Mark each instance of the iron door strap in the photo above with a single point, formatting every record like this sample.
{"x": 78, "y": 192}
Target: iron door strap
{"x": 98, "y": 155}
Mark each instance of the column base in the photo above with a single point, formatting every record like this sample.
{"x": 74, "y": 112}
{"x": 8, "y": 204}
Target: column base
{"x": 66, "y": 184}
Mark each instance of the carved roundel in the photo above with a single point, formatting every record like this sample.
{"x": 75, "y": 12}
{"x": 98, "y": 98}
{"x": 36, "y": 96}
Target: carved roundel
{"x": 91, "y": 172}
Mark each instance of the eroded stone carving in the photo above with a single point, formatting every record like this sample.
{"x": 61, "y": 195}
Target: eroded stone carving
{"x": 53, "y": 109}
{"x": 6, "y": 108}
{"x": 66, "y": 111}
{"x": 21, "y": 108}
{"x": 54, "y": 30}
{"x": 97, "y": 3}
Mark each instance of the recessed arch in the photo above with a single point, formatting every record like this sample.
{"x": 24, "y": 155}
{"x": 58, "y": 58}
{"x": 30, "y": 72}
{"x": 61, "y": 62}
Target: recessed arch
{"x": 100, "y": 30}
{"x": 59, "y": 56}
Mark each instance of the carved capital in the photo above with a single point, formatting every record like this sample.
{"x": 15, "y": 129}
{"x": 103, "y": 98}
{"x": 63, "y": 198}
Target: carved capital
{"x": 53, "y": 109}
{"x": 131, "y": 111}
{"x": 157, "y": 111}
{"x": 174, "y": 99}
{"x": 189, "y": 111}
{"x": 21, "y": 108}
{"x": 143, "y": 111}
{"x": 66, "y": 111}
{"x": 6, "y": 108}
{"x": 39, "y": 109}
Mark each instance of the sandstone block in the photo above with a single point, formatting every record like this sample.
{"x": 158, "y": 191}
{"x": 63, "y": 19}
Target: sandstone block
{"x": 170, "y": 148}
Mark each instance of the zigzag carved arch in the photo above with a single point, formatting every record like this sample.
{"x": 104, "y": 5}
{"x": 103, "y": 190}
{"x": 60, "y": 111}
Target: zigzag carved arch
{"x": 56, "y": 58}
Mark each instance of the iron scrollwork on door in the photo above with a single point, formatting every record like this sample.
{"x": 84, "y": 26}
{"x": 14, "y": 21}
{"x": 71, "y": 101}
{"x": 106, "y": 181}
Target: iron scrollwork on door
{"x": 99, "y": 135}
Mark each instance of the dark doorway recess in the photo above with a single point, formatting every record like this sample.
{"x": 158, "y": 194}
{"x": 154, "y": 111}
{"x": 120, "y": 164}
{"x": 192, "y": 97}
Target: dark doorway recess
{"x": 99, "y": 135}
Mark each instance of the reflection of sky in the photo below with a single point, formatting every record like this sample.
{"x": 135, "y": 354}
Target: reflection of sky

========================

Work through the entries, filtering for the string "reflection", and copy each line that holds it.

Mark each instance of the reflection of sky in the photo below with a single point, formatting every record like this sample.
Target: reflection of sky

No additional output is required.